### [TEXT SHOWN]

^^^^^^^^^^^^^^^^

Casey Miller, Co-Sports Editor

Project Open Hands joined with the Special Olympics to host a basketball scrimmage for mentally and physically disabled kids on January 26.  The club held the annual event on campus in the large gym for the 3rd time.

According to Project Open Hands co-president Alli Killeen, approximately 45 participants and 35 volunteers played at this year’s event.  The volunteers consisted of Campo students, Special Olympics coaches and associates, and club members.  Killeen said that this was “the biggest turnout ever, because each year [the event] grows.”

A wide range of disabled people participate annually in the basketball scrimmage.  Participants range from ages 10-24.  They have a variety of mental and physical disabilities, such as Down Syndrome or blindness.  They are all players on the Special Olympics’ Mt. Diablo Warriors team.  Andrew Hissen, a member of the Special Olympics team for 6 years, said, “I have a lot of friends on my team.  I joined because I wanted to make new friends and play basketball.”

^^^^^^^^^^^^^^^^

### [WORK INSTRUCTIONS]
**A)** According to the article on the Special Olympics basketball scrimmage, roughly how many participants and volunteers took part this year?
**B)** Continue the article on the Special Olympics basketball scrimmage from its last sentence.

^^^^^^^^^^^^^^^^

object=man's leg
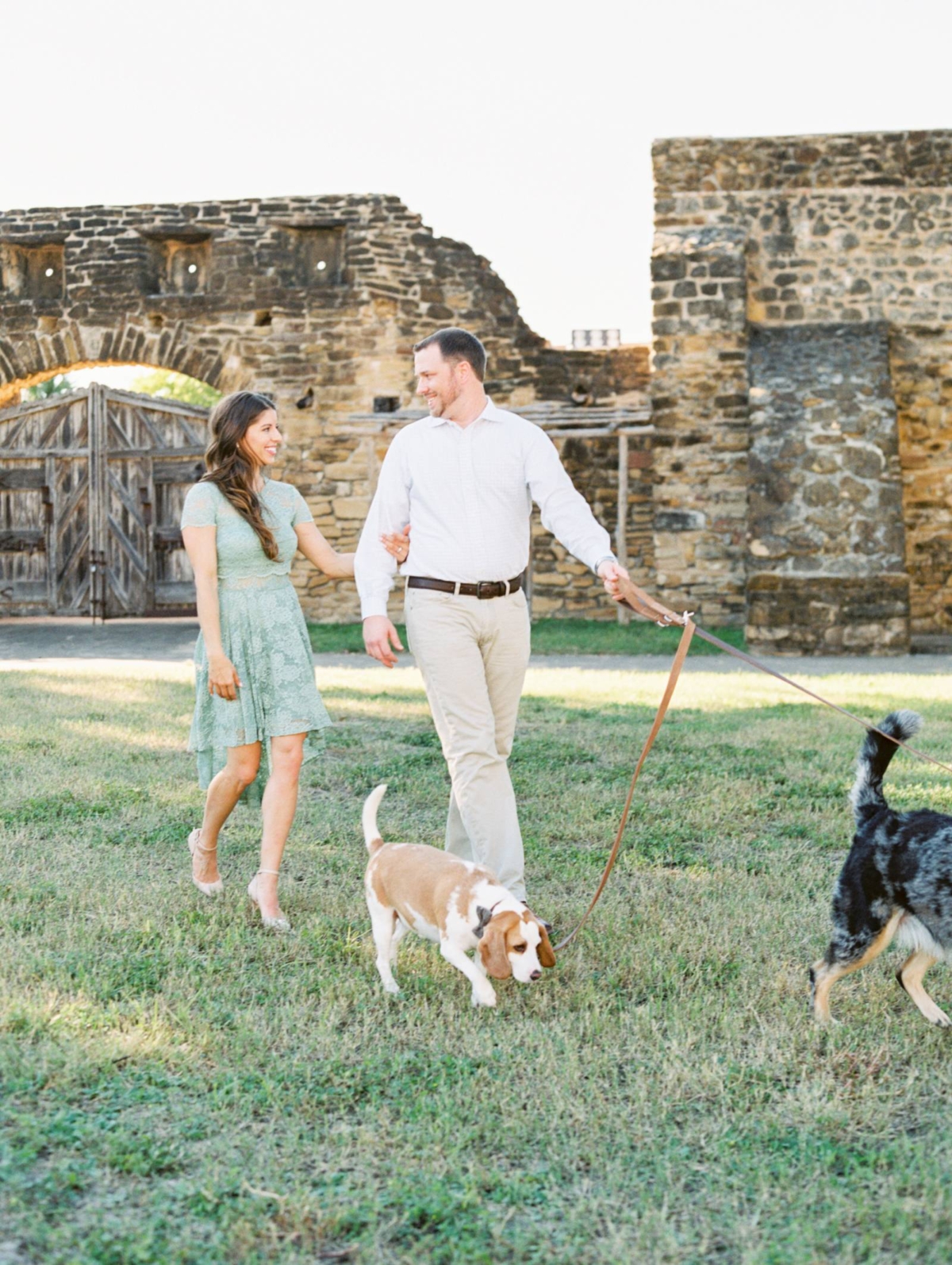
[406,590,524,896]
[479,590,530,899]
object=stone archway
[0,194,645,618]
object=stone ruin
[0,196,651,621]
[650,132,952,653]
[0,132,952,653]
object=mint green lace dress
[182,479,332,803]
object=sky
[0,0,952,345]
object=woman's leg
[257,734,306,918]
[192,743,262,883]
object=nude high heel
[248,871,291,931]
[188,826,225,896]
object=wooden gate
[0,383,207,617]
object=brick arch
[0,318,237,409]
[0,194,645,618]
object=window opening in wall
[275,220,347,287]
[139,225,211,294]
[20,364,221,409]
[0,235,64,302]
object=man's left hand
[598,560,631,602]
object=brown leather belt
[407,571,526,600]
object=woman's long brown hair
[202,391,278,562]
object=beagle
[362,783,555,1005]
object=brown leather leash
[555,579,952,952]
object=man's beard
[431,379,460,417]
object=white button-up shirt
[355,400,612,618]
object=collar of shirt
[430,396,502,429]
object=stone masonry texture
[0,196,652,620]
[650,132,952,652]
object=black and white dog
[811,711,952,1027]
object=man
[355,329,627,899]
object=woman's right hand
[209,654,241,702]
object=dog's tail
[360,782,387,856]
[850,711,922,826]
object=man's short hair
[413,325,486,382]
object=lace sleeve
[182,483,220,528]
[291,488,313,528]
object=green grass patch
[0,667,952,1265]
[307,620,745,656]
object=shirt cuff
[360,586,390,620]
[592,554,618,575]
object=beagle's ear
[536,918,555,967]
[479,920,512,979]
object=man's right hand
[364,615,403,668]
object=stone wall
[0,196,649,620]
[651,132,952,650]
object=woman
[182,391,409,931]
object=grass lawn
[307,620,745,656]
[0,667,952,1265]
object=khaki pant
[405,588,528,899]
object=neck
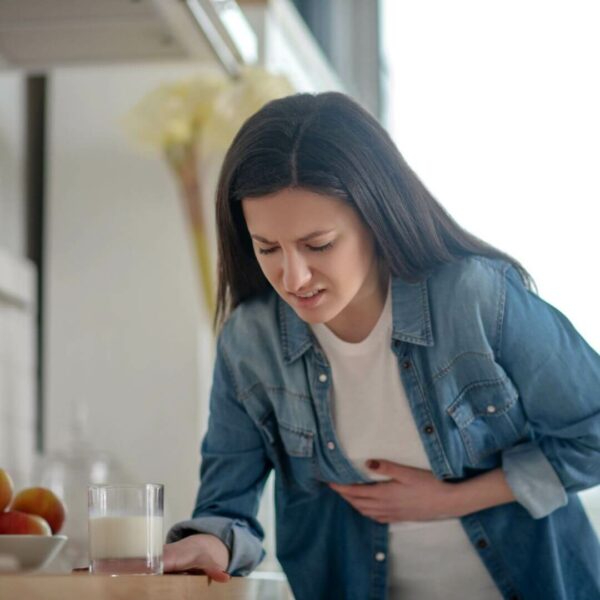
[325,266,390,344]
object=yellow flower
[124,70,227,150]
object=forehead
[242,188,354,234]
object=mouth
[292,288,325,308]
[294,288,325,300]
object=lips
[294,288,323,300]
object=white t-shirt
[311,291,502,600]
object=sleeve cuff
[502,443,568,519]
[167,516,265,576]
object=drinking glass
[88,483,164,575]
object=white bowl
[0,534,67,571]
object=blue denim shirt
[168,257,600,600]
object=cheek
[256,254,277,283]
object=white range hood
[0,0,247,74]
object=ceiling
[0,0,245,71]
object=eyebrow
[250,229,334,245]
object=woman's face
[242,188,382,333]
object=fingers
[204,569,231,583]
[163,535,231,583]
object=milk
[89,515,163,561]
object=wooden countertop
[0,574,292,600]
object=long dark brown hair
[215,92,533,327]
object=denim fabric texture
[168,257,600,600]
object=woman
[165,93,600,600]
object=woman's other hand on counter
[163,533,231,583]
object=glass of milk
[88,483,164,575]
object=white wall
[0,71,25,256]
[0,71,37,487]
[45,65,218,526]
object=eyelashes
[258,242,333,255]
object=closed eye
[258,242,333,255]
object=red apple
[10,487,65,533]
[0,469,15,512]
[0,510,52,535]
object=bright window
[381,0,600,531]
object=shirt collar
[277,277,434,364]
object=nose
[283,252,312,293]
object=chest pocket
[447,379,527,466]
[261,413,319,493]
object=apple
[0,510,52,535]
[10,487,65,533]
[0,469,15,512]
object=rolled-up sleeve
[167,343,271,575]
[497,268,600,518]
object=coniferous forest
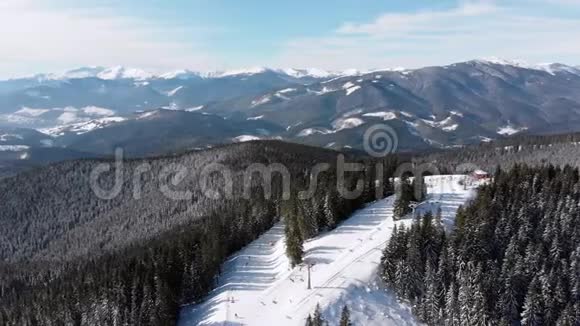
[0,142,397,326]
[381,165,580,326]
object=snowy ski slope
[178,175,475,326]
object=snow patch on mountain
[177,176,477,326]
[0,145,30,152]
[38,117,127,137]
[252,95,272,107]
[165,86,183,97]
[183,105,204,112]
[346,85,361,96]
[332,118,365,131]
[363,111,397,120]
[81,106,115,117]
[497,125,528,136]
[296,128,333,137]
[280,68,335,78]
[233,135,260,143]
[14,106,50,117]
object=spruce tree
[312,304,325,326]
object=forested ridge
[0,142,397,325]
[381,165,580,326]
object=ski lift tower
[409,201,419,218]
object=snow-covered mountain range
[0,58,580,174]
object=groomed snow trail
[178,176,474,326]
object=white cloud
[274,0,580,69]
[0,0,214,75]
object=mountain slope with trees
[381,165,580,326]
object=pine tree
[339,305,352,326]
[306,314,314,326]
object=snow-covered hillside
[178,175,474,326]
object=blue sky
[0,0,580,77]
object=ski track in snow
[178,175,476,326]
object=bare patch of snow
[346,85,361,96]
[296,128,332,137]
[252,95,272,107]
[0,145,30,152]
[14,106,50,117]
[497,125,528,136]
[332,118,364,131]
[183,105,203,112]
[81,106,115,117]
[165,86,183,96]
[233,135,260,143]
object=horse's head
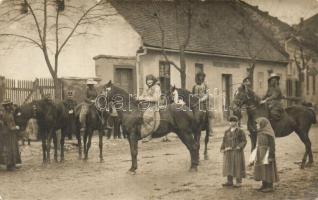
[232,86,260,119]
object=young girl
[254,117,278,192]
[221,116,246,187]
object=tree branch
[58,0,103,53]
[0,33,43,49]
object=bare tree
[152,0,195,89]
[0,0,115,98]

^^^^^^^^^^^^^^^^

### [PER-TASK OUTPUTS]
**A)** About 45 participants and 35 volunteers.

**B)**
The players started with stretching led by Killeen and a few other volunteers and players, then a basketball clinic, where they could practice shooting before the scrimmage.  Volunteers helped by encouraging players, giving advice, and keeping a fun and competitive spirit.  Volunteer Tiger Garcia said, “My favorite part was meeting this kid Travis.  He didn’t judge anyone, and he was just always so happy.”

Project Open Hands was founded 3 years ago by Class of 2012 alum Karina Hissen.  Co-presidents Killeen and Sam Clark took over Hissen’s position this year and are continuing to host annual events for the Special Olympics athletes, such as the baseball scrimmage in spring.

Killeen said, “Our main goal for Project Open Hands is to spread awareness that special needs kids are not that different than us.”

Club advisor Michelle Alessandria added, “My favorite part is seeing excitement on the Special Olympic athletes’ faces, and knowing the Campo students have made a difference and feel a sense of satisfaction.”